:: TASK INPUTS ::
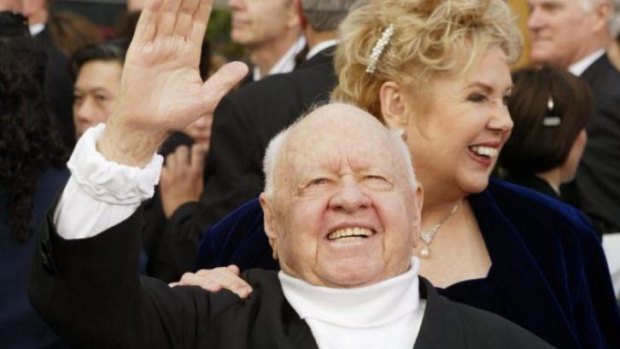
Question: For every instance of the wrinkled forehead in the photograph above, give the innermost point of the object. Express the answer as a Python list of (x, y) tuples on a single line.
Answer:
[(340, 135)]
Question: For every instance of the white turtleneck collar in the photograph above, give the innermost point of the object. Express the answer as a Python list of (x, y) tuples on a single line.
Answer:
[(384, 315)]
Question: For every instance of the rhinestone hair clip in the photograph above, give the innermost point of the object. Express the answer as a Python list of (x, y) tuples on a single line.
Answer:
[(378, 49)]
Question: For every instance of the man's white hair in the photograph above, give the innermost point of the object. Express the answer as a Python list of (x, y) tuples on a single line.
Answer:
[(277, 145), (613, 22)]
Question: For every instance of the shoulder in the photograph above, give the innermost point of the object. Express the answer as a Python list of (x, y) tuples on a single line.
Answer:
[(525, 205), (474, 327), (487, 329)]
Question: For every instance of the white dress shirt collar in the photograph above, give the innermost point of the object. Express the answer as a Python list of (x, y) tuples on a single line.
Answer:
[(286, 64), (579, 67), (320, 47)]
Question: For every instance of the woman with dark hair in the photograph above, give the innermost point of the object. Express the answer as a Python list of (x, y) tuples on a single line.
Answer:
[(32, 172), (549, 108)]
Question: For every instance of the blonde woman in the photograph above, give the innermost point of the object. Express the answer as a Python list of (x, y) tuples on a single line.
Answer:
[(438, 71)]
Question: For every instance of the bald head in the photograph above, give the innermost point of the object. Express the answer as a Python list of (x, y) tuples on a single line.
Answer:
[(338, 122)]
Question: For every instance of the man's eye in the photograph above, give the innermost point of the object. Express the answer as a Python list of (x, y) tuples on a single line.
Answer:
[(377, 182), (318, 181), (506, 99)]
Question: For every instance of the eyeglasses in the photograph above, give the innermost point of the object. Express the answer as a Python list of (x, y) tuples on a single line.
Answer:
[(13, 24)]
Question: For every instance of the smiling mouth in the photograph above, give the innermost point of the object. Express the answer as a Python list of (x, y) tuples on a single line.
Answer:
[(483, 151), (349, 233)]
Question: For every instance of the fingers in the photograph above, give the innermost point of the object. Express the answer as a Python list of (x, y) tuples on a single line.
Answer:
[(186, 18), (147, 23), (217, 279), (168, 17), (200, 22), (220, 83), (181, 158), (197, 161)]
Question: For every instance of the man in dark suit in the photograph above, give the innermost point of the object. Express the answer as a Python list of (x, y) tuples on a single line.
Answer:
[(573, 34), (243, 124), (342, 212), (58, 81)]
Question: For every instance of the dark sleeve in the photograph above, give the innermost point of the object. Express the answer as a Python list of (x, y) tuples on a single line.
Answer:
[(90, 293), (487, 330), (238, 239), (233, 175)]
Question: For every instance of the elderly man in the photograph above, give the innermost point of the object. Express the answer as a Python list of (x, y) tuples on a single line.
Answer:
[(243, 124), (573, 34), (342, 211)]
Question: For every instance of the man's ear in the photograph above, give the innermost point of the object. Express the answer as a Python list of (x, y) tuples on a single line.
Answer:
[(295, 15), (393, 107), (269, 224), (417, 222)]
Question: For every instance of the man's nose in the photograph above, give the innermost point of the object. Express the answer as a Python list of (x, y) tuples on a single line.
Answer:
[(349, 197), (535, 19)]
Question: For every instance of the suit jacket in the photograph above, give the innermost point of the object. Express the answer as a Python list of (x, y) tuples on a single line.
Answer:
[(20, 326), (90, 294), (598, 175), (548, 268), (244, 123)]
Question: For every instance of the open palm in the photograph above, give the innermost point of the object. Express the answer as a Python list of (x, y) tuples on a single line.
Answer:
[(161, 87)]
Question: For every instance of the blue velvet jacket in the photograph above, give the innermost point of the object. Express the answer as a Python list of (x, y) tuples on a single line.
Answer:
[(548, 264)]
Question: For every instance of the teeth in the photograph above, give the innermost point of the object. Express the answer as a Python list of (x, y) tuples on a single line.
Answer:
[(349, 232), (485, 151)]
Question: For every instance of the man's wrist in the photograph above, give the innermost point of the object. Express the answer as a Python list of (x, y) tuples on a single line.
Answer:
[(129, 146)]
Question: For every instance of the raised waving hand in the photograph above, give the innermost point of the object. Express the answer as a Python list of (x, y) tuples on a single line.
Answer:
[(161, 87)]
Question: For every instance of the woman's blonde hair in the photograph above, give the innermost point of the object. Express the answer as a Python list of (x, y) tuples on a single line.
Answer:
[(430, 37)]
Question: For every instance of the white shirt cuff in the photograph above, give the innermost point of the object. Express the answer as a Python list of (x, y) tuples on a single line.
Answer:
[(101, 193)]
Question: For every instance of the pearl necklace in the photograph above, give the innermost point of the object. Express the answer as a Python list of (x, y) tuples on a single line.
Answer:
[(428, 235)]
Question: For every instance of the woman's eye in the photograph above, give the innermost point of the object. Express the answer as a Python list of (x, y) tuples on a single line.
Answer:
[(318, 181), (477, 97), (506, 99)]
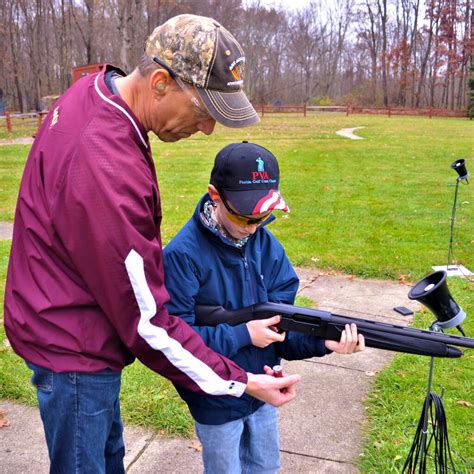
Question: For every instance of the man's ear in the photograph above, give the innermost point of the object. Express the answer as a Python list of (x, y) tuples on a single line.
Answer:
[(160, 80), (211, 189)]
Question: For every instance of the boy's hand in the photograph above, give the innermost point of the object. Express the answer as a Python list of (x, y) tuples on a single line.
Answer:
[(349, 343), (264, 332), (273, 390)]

:: WRITTEN EXERCISE ::
Switch "innermost" to "central" in the records, starting with the line that contains "Question: For every instance of the man's wrist" and going on through the line that contains "[(101, 193)]". Give back only those lines, with everything else unchanged.

:: TASK OUTPUT ::
Question: For every instance of the man's wrist in the photograph above, give the central point of the object. Express the answer as a Python list of (x, y) tuples on a single line.
Answer:
[(129, 146)]
Question: For every instance of the raised waving hand in the photograph above, give the central point of the object. Express the answer as a Python list of (x, y) tuples on a single line.
Answer:
[(161, 87)]
Question: For every instance of the woman's blonde hair in the photograph above, give the central point of the object. Express the answer as a Python list of (x, y) tuples on a single line.
Answer:
[(430, 37)]
Question: For every instance of the white shirt cuff in the photograph above, give the central point of the object. Express the answer as a Python list of (x, y) tuples on a single line.
Answer:
[(101, 193)]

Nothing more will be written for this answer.